DOCUMENT TEXT:
A 17th century London ballad proclaims:
We will go no more to the Old Exchange,
There’s no good ware at all;
Their bodkins and their thimbles too
Went long since to Guild-hall.
But we will to the new Exchange
Where all things are in fashion
And we will have it hence forth call’d
The Burse of reformation.
(qtd. in Pritchard 149)
The ballad establishes a contrast between the unfashionable Old Exchange—better known as the Royal Exchange—and the more popular new Exchange, also called Britain’s Burse. (The terms Royal Exchange and New Exchange will be used for the remainder of this article for clarity.) As London expanded westward at the turn of the 17th century, London fashions traveled west as well, from the Royal Exchange to the Middle Aisle of St. Paul’s to the Strand. Between 1595 and 1610, an area named the town developed west of the city between London and Westminster, and the Strand was transformed into an area for fashionable shopping (Dillon 9-10). In the early 17th century, the New Exchange became an important site of London fashion, both as a place to publish one’s own style, as in St. Paul’s, and as a shopping center for the purchase of new, imported luxury goods, in the rapidly developing London suburbs.

Construction

Sir Robert Cecil, the first earl of Salisbury and James’ lord treasurer, was one of the primary investors in developing the town west of London. As lord treasurer one of Cecil’s duties was handling the court’s land acquisitions (Croft), and in 1608 Cecil described a desire to acquire land in order to build his own contribution to the development in the West End. He hoped to construct some monument as may adorn the place, and haply derive some effect of present benefit and future charity to the whole liberty (qtd. in Dillon 109). Like John Gresham constructing the Royal Exchange, Cecil was building for business interests and to secure his own reputation in perpetuity.
In order to construct this New Exchange in the West End, Cecil purchased the former site of Durham House, which had originally belonged to the bishop of Durham. Cecil envisioned the New Exchange facing the Strand with the outer court of Durham House opening up behind the New Exchange. Cecil’s own Salisbury House was to the east of Durham House and the Court of Whitehall to the west. Construction began on 10 June 1608, supervised by the surveyor of the king’s works Simon Basil. Although 1608 was a time of intensified building construction across southern England (Stone 67-68), Basil and his principal mason William Southes were able to bring in craftsmen from across the country, culminating in a labor force of 250 masons, bricklayers, and unskilled workers who built the New Exchange at an impressive rate. Without stopping for the traditional winter break in construction, the New Exchange was completed in less than a year. It required 520 tons of stone, much of which came from the former monastery of St. Augustine’s in Canterbury. The total cost of construction was 10,760 pounds (Stone 97-105).

DATASET RECORDS:
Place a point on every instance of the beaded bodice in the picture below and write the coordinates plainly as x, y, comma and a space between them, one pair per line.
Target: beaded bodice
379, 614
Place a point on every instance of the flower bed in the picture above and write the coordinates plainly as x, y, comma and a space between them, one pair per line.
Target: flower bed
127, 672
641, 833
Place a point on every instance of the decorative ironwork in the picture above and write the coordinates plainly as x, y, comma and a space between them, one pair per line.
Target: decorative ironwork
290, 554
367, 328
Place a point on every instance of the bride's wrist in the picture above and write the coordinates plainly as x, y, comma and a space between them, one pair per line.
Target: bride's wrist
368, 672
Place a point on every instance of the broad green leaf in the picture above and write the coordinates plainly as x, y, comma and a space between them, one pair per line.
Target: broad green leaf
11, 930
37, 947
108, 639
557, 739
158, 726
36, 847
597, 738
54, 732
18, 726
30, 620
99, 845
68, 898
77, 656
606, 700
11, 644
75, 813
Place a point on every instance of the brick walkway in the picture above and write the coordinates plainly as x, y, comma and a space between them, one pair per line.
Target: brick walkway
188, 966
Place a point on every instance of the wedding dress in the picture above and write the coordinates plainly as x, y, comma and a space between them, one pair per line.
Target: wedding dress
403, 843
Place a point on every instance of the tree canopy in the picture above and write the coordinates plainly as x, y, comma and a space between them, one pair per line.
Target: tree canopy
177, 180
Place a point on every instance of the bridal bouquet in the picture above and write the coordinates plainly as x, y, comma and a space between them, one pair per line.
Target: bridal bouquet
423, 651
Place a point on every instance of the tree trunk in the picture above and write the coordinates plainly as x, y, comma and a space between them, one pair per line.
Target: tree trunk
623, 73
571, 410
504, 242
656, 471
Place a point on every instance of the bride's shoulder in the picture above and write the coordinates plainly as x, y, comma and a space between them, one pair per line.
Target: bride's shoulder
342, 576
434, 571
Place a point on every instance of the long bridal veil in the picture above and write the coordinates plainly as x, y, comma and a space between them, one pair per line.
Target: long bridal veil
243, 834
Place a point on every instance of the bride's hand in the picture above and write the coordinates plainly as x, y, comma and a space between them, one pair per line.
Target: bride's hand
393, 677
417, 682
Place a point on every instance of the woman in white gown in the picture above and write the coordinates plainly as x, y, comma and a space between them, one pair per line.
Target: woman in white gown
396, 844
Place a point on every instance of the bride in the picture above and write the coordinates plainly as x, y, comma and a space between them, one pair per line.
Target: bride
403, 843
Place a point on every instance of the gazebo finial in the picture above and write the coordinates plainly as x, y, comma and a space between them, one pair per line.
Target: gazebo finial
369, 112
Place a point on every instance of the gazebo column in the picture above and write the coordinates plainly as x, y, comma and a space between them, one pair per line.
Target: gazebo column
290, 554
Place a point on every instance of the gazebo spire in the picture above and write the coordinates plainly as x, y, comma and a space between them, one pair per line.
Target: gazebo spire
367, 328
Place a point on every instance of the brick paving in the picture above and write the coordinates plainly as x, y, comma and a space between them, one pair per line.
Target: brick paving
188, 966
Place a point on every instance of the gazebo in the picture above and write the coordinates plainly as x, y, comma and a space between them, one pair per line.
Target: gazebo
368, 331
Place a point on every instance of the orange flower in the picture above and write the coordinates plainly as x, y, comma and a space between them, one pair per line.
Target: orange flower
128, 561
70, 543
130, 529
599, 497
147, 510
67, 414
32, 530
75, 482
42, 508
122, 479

WORK TO DO:
A – Update the passage on the New Exchange from "A 17th century" to "Burse of reformation.", changing "thimbles" to "needles".
B – According to the passage on the New Exchange, how many tons of stone did its construction require?
C – Continue the passage on the New Exchange from its last sentence.
The lines have no connection to the passage on the New Exchange.

ANSWERS PROVIDED:
A –
A 17th century London ballad proclaims:
We will go no more to the Old Exchange,
There’s no good ware at all;
Their bodkins and their needles too
Went long since to Guild-hall.
But we will to the new Exchange
Where all things are in fashion
And we will have it hence forth call’d
The Burse of reformation.

B – 520 tons

C –
Location and Competition with the Royal Exchange

Building the New Exchange in the town between the city and the court established a rivalry between the New Exchange and Gresham’s Royal Exchange. Not only was the New Exchange located so as to capitalize on the traffic between the city and the court, it also symbolized the influence of city markets on court life (Dillon 109-110). The building of the New Exchange took from the Royal Exchange its role as the national shopping centre and seriously challenged its sense of itself as the localization of an economic community. The merchants of the City, fearing the detrimental effect the New Exchange would have on the prosperity not just of the Royal Exchange but of the surrounding areas, which enjoyed the economic spinoffs of a large trading centre, could not help but feel threatened by Cecil’s proposed New Exchange.1
The Gresham Committee2 reacted immediately to the planned construction of the New Exchange, complaining that a new house of trade in the Strand was being built by great means and great personages to allure trading and com[m]erce to the place aforesaid (qtd. in Saunders 94).3 John Chamberlain wrote to Dudley Carleton on 7 July 1608 that
The new burse [exchange] at Durham House goes up apace, wherat the citizens and specially the exchaunge-men begin to grumble, foreseeing that yt wilbe very prejudiciall, and marre theyre market: and therupon have made a petition to the Lord Mayor to provide ne quid detrimenti Respublica capiat. This petition with the reasons beeing sent to his Lordship doth nothing please him, but all the aunswer he makes yet, is that Westminster beeing the place where he was borne, and of his abode, he sees not but that he may seeke to benefit and bewtifie yt by all the meanes he can. (1:258, Letter 98)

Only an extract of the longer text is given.